§ **Exercise requirements**
Rewrite the listing from its first line and stop after the line containing "90 102 L 85". Change "trace" to "draw" throughout and keep everything else the same.

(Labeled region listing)
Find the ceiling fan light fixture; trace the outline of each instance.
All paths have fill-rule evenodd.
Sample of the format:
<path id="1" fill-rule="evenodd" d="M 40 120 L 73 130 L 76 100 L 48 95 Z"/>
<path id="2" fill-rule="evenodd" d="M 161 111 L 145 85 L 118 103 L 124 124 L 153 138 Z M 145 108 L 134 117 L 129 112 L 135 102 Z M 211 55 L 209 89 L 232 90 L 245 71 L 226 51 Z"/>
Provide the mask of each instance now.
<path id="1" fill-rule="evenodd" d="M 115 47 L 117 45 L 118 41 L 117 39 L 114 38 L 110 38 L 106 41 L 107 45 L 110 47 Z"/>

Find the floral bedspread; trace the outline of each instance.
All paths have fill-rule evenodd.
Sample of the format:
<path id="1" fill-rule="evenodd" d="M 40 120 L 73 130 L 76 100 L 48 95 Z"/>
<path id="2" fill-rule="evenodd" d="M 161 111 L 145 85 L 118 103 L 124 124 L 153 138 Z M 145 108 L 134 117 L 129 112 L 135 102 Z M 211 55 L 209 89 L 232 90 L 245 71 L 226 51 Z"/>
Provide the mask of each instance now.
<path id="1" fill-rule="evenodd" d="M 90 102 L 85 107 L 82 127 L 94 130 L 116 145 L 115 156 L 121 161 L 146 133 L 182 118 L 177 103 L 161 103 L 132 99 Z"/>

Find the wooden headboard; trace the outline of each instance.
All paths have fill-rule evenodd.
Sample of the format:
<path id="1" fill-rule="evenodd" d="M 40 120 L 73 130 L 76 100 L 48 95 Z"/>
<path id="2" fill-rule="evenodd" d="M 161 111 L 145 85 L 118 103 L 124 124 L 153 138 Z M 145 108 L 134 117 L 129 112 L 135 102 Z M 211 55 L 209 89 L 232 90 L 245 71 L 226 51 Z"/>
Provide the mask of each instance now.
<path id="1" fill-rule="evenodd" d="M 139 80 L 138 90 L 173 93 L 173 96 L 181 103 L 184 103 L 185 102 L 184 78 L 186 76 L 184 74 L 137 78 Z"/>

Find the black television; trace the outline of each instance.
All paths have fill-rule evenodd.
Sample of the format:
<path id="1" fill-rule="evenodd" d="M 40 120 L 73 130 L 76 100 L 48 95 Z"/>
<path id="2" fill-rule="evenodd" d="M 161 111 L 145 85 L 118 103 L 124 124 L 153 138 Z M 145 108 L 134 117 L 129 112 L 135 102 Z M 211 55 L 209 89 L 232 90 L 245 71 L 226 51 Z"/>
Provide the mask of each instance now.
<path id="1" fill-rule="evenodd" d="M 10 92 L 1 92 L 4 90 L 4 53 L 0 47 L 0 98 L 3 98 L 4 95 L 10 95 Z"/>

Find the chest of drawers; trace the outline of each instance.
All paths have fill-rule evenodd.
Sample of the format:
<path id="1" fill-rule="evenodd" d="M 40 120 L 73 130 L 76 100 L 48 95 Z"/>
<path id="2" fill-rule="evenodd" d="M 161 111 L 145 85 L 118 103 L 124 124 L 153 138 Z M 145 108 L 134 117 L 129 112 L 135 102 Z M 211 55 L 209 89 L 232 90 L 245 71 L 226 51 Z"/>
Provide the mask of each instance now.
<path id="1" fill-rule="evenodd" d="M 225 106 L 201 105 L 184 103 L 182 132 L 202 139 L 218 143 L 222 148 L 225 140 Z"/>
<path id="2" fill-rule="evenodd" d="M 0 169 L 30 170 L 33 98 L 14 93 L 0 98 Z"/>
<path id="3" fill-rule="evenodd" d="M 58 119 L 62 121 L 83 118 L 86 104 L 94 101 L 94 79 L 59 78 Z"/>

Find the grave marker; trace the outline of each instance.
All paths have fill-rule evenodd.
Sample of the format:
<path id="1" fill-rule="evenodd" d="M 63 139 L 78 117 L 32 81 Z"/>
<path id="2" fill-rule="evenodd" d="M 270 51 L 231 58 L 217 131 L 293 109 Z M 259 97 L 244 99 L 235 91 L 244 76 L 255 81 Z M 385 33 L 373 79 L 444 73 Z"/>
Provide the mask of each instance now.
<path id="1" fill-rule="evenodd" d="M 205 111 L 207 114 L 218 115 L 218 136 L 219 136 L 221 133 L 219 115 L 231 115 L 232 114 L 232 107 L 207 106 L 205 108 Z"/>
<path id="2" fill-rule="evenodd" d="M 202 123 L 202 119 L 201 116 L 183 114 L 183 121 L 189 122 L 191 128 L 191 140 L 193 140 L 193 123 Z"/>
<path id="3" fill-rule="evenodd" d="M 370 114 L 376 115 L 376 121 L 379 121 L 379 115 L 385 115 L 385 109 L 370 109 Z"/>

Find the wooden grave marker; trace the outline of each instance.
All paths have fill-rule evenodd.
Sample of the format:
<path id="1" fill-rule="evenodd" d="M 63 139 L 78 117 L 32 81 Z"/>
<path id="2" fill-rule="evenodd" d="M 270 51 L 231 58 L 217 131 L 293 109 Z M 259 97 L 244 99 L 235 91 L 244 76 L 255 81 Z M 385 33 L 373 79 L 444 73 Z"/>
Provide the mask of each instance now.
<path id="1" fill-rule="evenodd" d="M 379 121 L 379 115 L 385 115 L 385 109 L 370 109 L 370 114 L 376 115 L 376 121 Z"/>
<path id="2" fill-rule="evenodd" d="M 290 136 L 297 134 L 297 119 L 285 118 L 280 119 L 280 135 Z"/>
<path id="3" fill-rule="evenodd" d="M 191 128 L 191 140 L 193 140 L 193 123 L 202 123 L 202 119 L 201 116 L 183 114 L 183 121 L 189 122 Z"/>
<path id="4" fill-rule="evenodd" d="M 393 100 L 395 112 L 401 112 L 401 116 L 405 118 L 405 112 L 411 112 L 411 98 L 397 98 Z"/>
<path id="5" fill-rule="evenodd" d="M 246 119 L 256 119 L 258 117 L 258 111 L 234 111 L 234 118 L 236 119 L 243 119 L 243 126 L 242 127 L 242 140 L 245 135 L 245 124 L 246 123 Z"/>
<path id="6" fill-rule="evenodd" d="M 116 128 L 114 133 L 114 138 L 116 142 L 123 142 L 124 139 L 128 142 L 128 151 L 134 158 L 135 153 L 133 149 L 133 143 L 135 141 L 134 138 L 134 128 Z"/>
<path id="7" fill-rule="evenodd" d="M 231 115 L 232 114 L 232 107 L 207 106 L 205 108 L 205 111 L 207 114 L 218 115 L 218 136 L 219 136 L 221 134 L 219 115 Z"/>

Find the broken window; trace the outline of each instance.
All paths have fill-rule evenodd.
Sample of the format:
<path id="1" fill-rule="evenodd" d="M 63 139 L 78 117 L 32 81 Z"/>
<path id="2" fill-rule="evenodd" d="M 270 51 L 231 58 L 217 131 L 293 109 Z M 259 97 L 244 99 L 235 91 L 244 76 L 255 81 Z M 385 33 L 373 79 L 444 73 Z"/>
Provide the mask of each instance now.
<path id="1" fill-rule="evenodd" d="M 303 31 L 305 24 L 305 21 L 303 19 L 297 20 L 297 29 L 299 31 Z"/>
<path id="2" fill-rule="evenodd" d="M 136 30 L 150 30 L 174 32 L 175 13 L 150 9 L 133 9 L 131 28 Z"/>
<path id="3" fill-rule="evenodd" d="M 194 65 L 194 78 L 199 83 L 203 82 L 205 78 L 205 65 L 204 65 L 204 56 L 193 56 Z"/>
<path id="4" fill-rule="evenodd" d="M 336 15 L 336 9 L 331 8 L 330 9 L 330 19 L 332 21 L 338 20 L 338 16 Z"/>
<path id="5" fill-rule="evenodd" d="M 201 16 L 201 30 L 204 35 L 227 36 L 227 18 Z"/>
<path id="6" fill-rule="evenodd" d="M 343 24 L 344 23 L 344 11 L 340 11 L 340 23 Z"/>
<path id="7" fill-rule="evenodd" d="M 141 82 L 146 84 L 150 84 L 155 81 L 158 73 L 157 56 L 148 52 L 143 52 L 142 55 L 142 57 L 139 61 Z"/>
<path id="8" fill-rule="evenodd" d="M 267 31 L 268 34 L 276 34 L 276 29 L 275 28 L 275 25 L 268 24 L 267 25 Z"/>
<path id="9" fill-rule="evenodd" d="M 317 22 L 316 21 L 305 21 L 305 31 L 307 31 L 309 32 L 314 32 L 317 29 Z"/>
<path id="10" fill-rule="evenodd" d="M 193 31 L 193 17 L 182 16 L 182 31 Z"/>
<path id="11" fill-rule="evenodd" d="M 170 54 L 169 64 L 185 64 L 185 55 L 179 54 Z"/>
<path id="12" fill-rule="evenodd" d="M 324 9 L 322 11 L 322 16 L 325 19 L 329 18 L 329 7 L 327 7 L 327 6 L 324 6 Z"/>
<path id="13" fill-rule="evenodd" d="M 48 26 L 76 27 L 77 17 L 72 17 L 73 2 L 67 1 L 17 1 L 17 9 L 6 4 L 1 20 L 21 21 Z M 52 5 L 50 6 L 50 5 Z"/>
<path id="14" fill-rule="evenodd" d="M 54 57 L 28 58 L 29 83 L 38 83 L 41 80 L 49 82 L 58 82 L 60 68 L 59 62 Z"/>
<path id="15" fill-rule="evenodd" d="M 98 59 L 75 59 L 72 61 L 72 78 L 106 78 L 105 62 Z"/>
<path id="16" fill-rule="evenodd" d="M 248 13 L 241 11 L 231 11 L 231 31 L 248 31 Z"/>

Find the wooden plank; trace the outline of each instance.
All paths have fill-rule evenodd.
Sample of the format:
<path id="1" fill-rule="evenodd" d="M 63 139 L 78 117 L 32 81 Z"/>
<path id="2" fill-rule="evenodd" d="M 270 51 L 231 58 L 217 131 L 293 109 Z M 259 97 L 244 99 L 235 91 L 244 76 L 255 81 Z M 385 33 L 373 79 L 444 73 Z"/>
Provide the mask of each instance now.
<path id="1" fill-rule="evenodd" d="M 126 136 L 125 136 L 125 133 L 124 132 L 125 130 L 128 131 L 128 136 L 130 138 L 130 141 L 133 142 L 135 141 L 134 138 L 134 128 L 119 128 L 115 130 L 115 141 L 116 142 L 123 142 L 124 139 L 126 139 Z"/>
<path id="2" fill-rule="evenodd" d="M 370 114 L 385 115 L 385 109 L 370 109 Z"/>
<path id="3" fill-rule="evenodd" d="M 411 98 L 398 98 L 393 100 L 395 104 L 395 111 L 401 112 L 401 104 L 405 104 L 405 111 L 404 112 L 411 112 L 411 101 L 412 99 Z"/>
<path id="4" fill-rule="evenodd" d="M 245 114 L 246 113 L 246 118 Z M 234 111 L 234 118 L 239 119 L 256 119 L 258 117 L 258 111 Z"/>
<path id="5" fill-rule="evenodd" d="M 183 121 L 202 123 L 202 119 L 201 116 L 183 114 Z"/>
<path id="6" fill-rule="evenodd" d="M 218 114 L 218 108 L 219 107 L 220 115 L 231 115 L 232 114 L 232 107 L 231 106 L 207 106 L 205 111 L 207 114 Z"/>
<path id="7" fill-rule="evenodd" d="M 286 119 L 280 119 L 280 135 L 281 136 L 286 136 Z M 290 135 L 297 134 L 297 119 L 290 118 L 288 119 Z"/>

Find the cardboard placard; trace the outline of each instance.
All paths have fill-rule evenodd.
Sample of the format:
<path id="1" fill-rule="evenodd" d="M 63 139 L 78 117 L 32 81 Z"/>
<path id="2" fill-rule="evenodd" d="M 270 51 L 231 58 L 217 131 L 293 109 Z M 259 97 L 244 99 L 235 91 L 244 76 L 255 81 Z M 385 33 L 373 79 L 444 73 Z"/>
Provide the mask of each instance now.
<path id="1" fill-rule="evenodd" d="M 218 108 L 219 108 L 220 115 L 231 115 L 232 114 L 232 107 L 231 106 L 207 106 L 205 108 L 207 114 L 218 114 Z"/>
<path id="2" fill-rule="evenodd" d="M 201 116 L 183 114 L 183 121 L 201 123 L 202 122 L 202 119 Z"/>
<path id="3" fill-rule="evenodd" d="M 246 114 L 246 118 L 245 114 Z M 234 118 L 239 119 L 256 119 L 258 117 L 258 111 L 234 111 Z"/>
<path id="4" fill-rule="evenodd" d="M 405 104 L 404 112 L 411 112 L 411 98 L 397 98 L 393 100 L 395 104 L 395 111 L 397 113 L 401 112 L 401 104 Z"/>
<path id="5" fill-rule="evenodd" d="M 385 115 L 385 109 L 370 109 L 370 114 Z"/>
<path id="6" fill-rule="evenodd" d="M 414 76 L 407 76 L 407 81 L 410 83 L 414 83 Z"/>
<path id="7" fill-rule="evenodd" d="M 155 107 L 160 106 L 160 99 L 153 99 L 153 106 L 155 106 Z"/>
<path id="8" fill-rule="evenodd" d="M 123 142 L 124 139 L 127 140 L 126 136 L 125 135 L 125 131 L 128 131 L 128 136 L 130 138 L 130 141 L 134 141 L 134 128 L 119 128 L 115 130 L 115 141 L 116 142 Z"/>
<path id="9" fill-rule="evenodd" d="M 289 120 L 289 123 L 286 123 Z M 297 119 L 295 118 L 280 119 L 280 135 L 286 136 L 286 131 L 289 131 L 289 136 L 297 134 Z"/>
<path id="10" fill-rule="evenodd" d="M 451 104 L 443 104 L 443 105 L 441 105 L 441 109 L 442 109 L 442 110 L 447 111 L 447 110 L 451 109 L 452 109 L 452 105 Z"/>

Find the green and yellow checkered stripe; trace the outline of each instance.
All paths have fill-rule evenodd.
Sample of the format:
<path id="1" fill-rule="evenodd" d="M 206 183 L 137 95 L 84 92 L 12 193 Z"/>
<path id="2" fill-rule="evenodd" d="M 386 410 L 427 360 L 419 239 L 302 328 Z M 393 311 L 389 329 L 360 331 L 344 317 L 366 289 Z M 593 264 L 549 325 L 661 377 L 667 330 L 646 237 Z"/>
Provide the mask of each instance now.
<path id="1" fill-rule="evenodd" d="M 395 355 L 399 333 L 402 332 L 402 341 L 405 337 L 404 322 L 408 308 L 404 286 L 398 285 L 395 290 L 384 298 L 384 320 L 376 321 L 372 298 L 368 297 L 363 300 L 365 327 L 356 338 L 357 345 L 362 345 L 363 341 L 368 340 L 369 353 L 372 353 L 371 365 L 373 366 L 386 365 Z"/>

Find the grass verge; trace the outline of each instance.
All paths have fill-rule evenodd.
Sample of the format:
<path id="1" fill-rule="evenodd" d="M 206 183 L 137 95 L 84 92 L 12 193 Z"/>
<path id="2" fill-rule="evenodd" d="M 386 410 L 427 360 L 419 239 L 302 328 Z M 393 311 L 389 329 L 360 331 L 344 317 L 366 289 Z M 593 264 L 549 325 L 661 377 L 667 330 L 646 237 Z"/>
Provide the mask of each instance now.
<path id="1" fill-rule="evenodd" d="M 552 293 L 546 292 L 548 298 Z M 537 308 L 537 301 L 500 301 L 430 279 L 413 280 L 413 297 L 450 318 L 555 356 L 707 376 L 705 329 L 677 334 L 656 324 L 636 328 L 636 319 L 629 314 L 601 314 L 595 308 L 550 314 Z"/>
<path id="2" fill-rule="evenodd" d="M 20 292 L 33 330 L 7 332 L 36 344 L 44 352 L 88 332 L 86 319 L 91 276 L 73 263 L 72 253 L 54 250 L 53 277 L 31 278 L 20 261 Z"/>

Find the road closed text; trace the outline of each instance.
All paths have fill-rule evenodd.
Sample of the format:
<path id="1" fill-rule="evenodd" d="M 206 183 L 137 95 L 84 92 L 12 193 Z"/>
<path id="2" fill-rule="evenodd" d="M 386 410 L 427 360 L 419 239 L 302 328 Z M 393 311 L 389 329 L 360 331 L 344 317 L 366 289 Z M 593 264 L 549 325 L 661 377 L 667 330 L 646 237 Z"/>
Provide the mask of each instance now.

§ **Result of this exercise**
Find the ceiling fan light fixture; draw the outline of each instance.
All paths have fill-rule evenodd.
Sample of the format:
<path id="1" fill-rule="evenodd" d="M 40 120 L 73 130 L 76 100 L 48 95 Z"/>
<path id="2" fill-rule="evenodd" d="M 161 111 L 145 85 L 118 103 L 124 124 L 153 138 Z M 145 108 L 134 117 L 129 112 L 135 102 Z M 211 55 L 209 89 L 232 90 L 245 71 L 226 51 Z"/>
Provide the mask of each instance now.
<path id="1" fill-rule="evenodd" d="M 115 47 L 117 45 L 118 41 L 117 39 L 114 38 L 110 38 L 106 41 L 107 45 L 110 47 Z"/>

Find the floral bedspread; draw the outline of each instance.
All paths have fill-rule evenodd.
Sample of the format:
<path id="1" fill-rule="evenodd" d="M 40 120 L 73 130 L 76 100 L 48 95 Z"/>
<path id="2" fill-rule="evenodd" d="M 161 111 L 145 85 L 118 103 L 124 124 L 153 138 Z M 145 108 L 134 117 L 129 112 L 135 102 Z M 211 55 L 209 89 L 232 90 L 245 71 L 226 51 Z"/>
Provide the mask of each instance now.
<path id="1" fill-rule="evenodd" d="M 90 102 L 85 107 L 82 127 L 94 130 L 116 145 L 115 156 L 121 161 L 146 133 L 182 118 L 177 103 L 161 103 L 132 99 Z"/>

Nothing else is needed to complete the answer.